**Task directions**
Return all of the data below line for line without any changes, but omit the pictures.

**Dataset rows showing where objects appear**

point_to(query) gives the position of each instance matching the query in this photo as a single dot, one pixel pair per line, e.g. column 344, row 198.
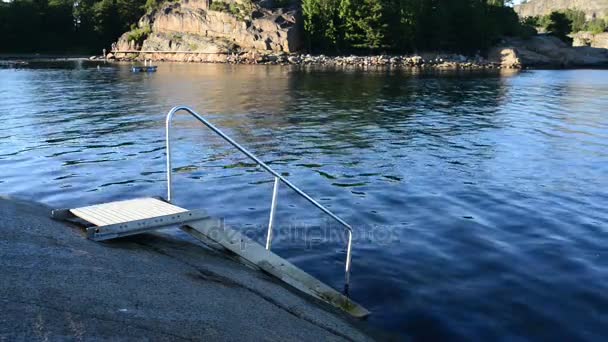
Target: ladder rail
column 277, row 176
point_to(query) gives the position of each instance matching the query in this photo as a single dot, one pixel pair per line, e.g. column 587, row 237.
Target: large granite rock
column 592, row 8
column 192, row 26
column 546, row 51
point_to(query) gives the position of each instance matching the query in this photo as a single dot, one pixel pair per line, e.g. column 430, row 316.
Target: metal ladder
column 118, row 219
column 277, row 180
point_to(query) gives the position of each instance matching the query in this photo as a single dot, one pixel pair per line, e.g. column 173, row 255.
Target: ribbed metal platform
column 126, row 211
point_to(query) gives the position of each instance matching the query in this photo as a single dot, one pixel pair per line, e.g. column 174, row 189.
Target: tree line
column 408, row 25
column 330, row 26
column 561, row 23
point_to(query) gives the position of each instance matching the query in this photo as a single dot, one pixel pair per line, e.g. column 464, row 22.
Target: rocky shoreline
column 542, row 51
column 436, row 61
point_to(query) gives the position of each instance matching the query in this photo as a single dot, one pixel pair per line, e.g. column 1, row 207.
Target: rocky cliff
column 592, row 8
column 206, row 29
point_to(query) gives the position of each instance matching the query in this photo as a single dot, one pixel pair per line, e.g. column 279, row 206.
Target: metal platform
column 123, row 218
column 126, row 211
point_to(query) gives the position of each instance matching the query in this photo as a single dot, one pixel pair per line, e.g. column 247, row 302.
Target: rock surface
column 57, row 285
column 222, row 28
column 546, row 51
column 592, row 8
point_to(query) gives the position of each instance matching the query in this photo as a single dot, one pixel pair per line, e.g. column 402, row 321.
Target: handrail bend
column 278, row 178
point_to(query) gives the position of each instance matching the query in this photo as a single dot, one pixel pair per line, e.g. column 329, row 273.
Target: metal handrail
column 277, row 179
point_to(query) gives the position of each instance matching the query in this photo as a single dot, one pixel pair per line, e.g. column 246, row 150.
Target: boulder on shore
column 546, row 51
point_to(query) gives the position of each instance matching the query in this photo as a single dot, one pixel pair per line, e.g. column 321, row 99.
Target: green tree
column 321, row 24
column 559, row 25
column 363, row 24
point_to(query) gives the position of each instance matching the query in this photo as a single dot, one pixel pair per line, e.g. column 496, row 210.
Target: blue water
column 478, row 199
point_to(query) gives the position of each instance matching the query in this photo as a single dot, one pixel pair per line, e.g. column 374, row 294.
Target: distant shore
column 41, row 56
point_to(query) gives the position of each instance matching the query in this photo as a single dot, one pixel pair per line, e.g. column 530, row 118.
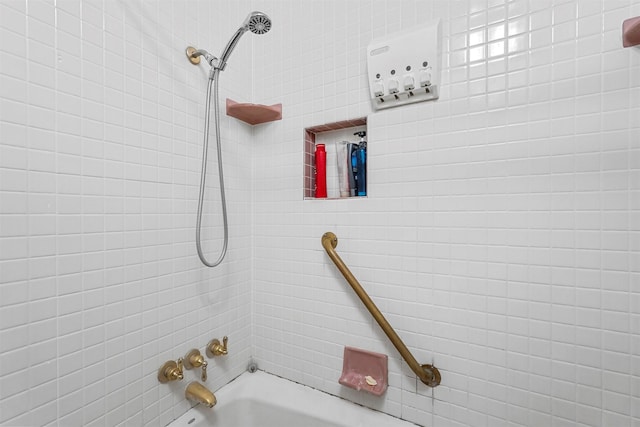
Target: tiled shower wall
column 500, row 235
column 101, row 119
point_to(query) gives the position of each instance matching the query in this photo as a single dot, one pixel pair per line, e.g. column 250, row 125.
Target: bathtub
column 265, row 400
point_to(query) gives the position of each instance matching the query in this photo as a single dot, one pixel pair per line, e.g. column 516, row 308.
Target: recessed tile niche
column 328, row 134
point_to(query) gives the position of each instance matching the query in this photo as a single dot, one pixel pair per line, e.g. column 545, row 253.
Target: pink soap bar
column 254, row 113
column 359, row 364
column 631, row 32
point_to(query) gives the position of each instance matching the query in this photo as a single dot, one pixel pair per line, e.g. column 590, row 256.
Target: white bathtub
column 264, row 400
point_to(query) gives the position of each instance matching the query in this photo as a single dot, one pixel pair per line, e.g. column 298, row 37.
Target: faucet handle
column 170, row 371
column 214, row 348
column 194, row 359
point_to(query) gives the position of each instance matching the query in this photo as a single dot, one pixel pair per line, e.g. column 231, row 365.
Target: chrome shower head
column 258, row 23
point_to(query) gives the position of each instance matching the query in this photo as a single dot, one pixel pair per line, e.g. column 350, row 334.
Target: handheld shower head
column 256, row 22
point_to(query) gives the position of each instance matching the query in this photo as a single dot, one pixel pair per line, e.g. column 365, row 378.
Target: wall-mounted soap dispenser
column 404, row 67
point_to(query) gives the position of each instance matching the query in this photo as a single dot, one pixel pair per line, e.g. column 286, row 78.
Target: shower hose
column 213, row 79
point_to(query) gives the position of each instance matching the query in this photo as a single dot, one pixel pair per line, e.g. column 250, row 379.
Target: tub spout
column 198, row 393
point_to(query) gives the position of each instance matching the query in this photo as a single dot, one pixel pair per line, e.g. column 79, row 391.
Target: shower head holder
column 194, row 56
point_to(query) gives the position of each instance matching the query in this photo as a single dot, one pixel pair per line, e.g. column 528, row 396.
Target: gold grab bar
column 428, row 374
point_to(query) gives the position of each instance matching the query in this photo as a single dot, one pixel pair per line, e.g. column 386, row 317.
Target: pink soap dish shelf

**In response**
point_to(query) gives the position of each instance matching the query in this photo as a single dot, one pixel pair per line, e.g. column 344, row 198.
Target: ladder rail
column 277, row 176
point_to(query) gives the position of each instance matching the query in this photo as a single dot, one pixel pair per line, e.g. column 587, row 237.
Target: large granite rock
column 592, row 8
column 192, row 26
column 546, row 51
point_to(query) gives the position of each instance matching the query in this photo as a single dot, one pixel pair per line, e.g. column 430, row 316.
Target: metal ladder
column 118, row 219
column 277, row 180
point_to(query) gives the position of each instance matching the query in this photo as a single dot, one pixel pair per line, e.g. column 173, row 255.
Target: ribbed metal platform
column 126, row 211
point_to(query) gives the position of each instance matching the query in this photo as a single dot, one pixel pair per line, e.g. column 174, row 189.
Target: tree line
column 408, row 25
column 330, row 26
column 561, row 23
point_to(query) gives the position of each instance matching the query in this photo as a single dot, one pixel pair per line, e.g. column 464, row 22.
Target: rocky shoreline
column 542, row 51
column 436, row 61
point_to(query) gives the position of each instance matching the query in this photo as a single dot, one pixel pair per line, e.g. column 1, row 207.
Target: rocky cliff
column 592, row 8
column 206, row 29
point_to(query) gives the position of each instance matching the query in this photo as a single dot, one pixel pair per line, e.g. column 279, row 206.
Target: metal platform
column 123, row 218
column 126, row 211
point_to(query) gives the position of each instance matching the query in this photo as a single dot, one pixel pair per line, e.g. column 247, row 302.
Target: rock surface
column 57, row 285
column 222, row 28
column 546, row 51
column 592, row 8
point_to(query) gives the position of each instance matching the query in this photo as a single dot, one pixel pair per line, e.g. column 402, row 321.
Target: handrail bend
column 278, row 178
point_to(query) gives the position of each instance matching the query in this photo as a single dot, one pixel pair per line, e.g. column 329, row 273.
Target: metal handrail
column 277, row 179
point_to(query) gives the position of each instance matching the query in this photo as a single dot, one pixel pair per line, e.g. column 246, row 150.
Target: boulder on shore
column 546, row 51
point_to(query) gives the position of each instance matching the query in this photo as a single dot, one pixel pair per line, e.g. column 321, row 99.
Target: green tree
column 321, row 24
column 559, row 25
column 363, row 24
point_to(query) gives the position of each instance matching the query in this photo as a single dot, one pixel pair per line, e.g. column 496, row 210.
Target: blue water
column 478, row 199
point_to(query) gives the position of each instance matching the query in this photo as a single dot, one pixel pair per line, e.g. column 374, row 294.
Target: distant shore
column 41, row 56
point_to(query) gives the position of each instance matching the query in this photo as a single dot, one pixel pair per line, e.g. column 530, row 118.
Target: tiled shower wall
column 500, row 235
column 101, row 119
point_to(query) gives the position of each instance matching the query in this photo as a single dot, one pixel pair per line, e.g. column 250, row 125.
Target: bathtub
column 265, row 400
point_to(query) gives the position of each instance matching the query in this photo as a single dot, one pixel pair per line, e.g. column 516, row 308.
Target: recessed tile niche
column 328, row 134
point_to(query) gives the position of each instance matching the query in this photo as a single dot, one pixel pair per line, e.g. column 545, row 253.
Target: pink soap bar
column 254, row 113
column 359, row 364
column 631, row 32
point_to(query) gives the position of each instance matching the query in this photo as a single dot, one pixel pair per line, e.g. column 590, row 256.
Target: white bathtub
column 264, row 400
point_to(query) gives the position of each instance matching the query in this photo as a single dot, one pixel pair per line, e.g. column 298, row 37.
Target: faucet handle
column 170, row 371
column 214, row 348
column 194, row 359
point_to(query) gives the position of each instance matching the query in this photo as a single dot, one pixel pair per line, e.g. column 231, row 365.
Target: chrome shower head
column 258, row 23
point_to(query) gives the position of each instance matching the query in this photo as a single dot, one pixel pair per line, e.g. column 350, row 334.
Target: handheld shower head
column 256, row 22
point_to(query) gives the position of each instance matching the query in this photo as a single dot, one pixel pair per line, e.g. column 365, row 378.
Target: wall-mounted soap dispenser
column 404, row 67
point_to(query) gives the position of each instance matching the query in this photo as a single dot, one pixel pair per line, e.g. column 286, row 78.
Target: shower hose
column 213, row 79
point_to(query) gives the position of each instance matching the query in this photo as a single dot, one pixel pair per line, e.g. column 250, row 379.
Target: tub spout
column 198, row 393
point_to(query) gives the position of each instance matching the query in this photo as a single dot, one pixel pair per line, e.g. column 79, row 391.
Target: shower head holder
column 194, row 56
point_to(query) gives the position of each instance matching the query in this photo as a single dot, one pixel pair per line, e.g. column 528, row 396.
Target: gold grab bar
column 428, row 374
point_to(query) gives the position of each instance matching the query in this photo as a single dot, one pixel pair per line, e.g. column 386, row 317.
Target: pink soap dish shelf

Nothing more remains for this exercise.